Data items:
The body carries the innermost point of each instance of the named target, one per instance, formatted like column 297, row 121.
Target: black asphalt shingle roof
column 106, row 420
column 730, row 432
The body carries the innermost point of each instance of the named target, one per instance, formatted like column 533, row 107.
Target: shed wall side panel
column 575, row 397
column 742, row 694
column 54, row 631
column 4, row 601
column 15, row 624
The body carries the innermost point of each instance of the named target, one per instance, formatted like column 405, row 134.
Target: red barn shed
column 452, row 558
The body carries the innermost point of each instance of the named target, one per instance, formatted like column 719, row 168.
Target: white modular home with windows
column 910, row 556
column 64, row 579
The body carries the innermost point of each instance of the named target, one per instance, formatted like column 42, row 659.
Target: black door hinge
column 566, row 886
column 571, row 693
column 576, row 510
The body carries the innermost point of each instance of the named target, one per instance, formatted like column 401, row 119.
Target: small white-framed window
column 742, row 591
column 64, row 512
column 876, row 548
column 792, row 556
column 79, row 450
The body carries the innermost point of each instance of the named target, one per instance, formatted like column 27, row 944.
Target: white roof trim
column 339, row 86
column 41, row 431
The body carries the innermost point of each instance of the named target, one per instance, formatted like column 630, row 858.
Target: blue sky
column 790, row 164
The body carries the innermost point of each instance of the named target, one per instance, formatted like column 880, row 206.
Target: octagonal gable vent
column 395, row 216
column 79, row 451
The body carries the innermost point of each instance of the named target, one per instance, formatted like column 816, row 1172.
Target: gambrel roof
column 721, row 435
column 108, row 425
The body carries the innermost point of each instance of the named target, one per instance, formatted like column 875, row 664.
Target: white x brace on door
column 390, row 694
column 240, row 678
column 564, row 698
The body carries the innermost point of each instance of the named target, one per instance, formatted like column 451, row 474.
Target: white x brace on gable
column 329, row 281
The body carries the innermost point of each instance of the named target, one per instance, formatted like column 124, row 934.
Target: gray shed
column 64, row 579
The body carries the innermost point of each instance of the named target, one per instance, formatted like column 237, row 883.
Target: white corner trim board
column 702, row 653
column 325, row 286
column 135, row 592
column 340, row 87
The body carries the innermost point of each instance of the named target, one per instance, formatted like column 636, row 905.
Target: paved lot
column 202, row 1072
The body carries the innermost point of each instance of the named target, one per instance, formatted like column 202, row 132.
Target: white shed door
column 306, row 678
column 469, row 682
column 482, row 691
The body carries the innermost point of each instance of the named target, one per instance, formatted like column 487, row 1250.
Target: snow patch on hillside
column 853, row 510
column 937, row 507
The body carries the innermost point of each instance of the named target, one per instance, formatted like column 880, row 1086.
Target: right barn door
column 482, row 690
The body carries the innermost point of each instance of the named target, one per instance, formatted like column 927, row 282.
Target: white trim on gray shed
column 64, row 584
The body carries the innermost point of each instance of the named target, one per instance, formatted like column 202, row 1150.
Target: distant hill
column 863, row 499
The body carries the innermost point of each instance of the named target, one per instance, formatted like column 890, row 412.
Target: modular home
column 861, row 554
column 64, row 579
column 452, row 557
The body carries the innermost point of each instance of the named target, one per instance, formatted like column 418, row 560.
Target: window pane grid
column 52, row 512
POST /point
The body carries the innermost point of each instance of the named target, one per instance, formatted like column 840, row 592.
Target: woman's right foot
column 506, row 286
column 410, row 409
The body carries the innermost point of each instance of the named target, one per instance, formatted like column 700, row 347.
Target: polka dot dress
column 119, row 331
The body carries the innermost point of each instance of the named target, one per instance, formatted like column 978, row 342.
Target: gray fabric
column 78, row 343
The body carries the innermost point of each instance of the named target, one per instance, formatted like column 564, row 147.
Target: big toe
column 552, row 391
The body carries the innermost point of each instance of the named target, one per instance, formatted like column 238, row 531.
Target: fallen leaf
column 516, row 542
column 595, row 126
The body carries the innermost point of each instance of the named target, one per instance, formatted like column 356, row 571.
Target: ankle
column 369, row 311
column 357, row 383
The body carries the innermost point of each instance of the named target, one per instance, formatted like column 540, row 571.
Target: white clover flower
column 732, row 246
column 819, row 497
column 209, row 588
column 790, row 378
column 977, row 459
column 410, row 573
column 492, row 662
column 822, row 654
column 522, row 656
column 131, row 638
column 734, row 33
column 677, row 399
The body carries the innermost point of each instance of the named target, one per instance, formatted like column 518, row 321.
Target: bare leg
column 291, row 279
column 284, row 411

Exercise directions:
Give back all the records above exactly as they were written.

Solved exercise:
The body carries the innermost point of each instance of the named target, one per instance, formatted like column 297, row 121.
Target: black asphalt shingle roof
column 106, row 420
column 730, row 432
The body carries the innermost point of each instance of the named target, one per instance, formatted like column 533, row 107.
Target: shed wall side panel
column 575, row 397
column 742, row 694
column 54, row 631
column 4, row 601
column 15, row 624
The body carries the innermost point of each instance of the named target, one per instance, formatted like column 405, row 134.
Target: red barn shed
column 452, row 558
The body carries the innermost point of each instance of the named target, one per instance, formatted like column 719, row 168.
Target: white modular home with windows
column 910, row 556
column 64, row 579
The body carries the innermost point of each instance of the named target, one per instance, formatted like column 42, row 659.
Target: black door hinge
column 566, row 886
column 571, row 693
column 576, row 510
The body carries the innermost point of each instance of the named target, one per instance, formatted like column 401, row 119.
Target: small white-framed window
column 742, row 591
column 64, row 512
column 876, row 548
column 792, row 556
column 79, row 450
The body carries the innermost point of each instance of the named target, one per instance, formatted like column 27, row 944.
Target: white roof trim
column 339, row 86
column 41, row 431
The body carries the innermost point of each instance of the named target, one per instance, formatted like column 630, row 858.
Target: blue sky
column 790, row 164
The body carries the innermost point of each instance of the named target, one per instance, formatted like column 880, row 206.
Target: octagonal gable vent
column 395, row 216
column 79, row 451
The body carries the innermost point of each instance of the named target, one per instance, formatted like column 816, row 1172.
Target: gambrel roof
column 721, row 435
column 108, row 425
The body carries the innermost point of each instance of the named target, one per instance, formatted like column 875, row 664.
Target: white x brace on door
column 390, row 694
column 240, row 678
column 564, row 698
The body carries the innermost point of each instance of the named target, one per instance, formatted like column 451, row 474.
Target: white x brace on gable
column 329, row 281
The body carries the innermost point of each instance of the named target, one per instance, formatted like column 124, row 934.
Target: gray shed
column 64, row 579
The body carries the innermost point of each instance of the named target, one per instance, formatted like column 237, row 883.
Target: white corner trim board
column 702, row 653
column 325, row 286
column 135, row 592
column 340, row 87
The body carries the innermost point of each instance of the named target, one per instance, formatted like column 636, row 905.
Target: paved lot
column 202, row 1072
The body carries the innermost point of each instance of the named target, one per instance, formatted like column 202, row 132.
Target: white shed door
column 306, row 678
column 469, row 682
column 482, row 691
The body carries the innermost point of each instance of the named target, one per instance, formatted like column 487, row 1250.
Target: snow patch on hillside
column 853, row 510
column 937, row 507
The body carries the innermost point of each instance of the named target, one per instance, formatted like column 880, row 1086.
Target: right barn door
column 482, row 690
The body carries the innermost point of each instance of the named target, one per instance, formatted like column 927, row 282.
Target: white trim on gray shed
column 64, row 584
The body carries the innermost point of each instance of the named target, one per instance, formatted like column 202, row 1150.
Target: distant hill
column 863, row 499
The body carries the innermost point of each instance of the named target, one per instance, formatted like column 890, row 412.
Target: modular home
column 861, row 554
column 64, row 579
column 452, row 557
The body carries the innermost point of each instance of the named target, one per instance, formatted like column 418, row 560.
Target: window pane grid
column 52, row 512
POST /point
The body carries the innermost point of each instance of the named target, one per instance, formatted like column 840, row 592.
Target: woman's right foot
column 506, row 286
column 410, row 409
The body carries the innermost point of each instance of the named target, one per instance, formatted like column 700, row 347.
Target: polka dot dress
column 119, row 331
The body carries the innermost point of each instance of the named target, one per instance, formatted like column 978, row 342.
Target: gray fabric
column 78, row 343
The body carries the innermost point of each instance of the named target, one per instance, formatted like column 564, row 147.
Target: big toe
column 552, row 391
The body carries the innermost point of each instance of the named target, one per instance, formatted like column 238, row 531.
Target: fallen leaf
column 516, row 542
column 595, row 126
The body carries the innermost point of each instance of the named target, one per instance, formatted like column 356, row 571.
Target: ankle
column 369, row 311
column 357, row 383
The body carries the innermost point of each instance of the named target, one per instance, formatted like column 540, row 571.
Target: white clover flower
column 732, row 246
column 819, row 497
column 209, row 588
column 790, row 378
column 977, row 459
column 410, row 573
column 492, row 662
column 822, row 654
column 522, row 656
column 131, row 638
column 734, row 33
column 677, row 399
The body carries the innermost point of each instance of the named target, one per instance, formatted like column 518, row 321.
Target: bare leg
column 291, row 279
column 284, row 411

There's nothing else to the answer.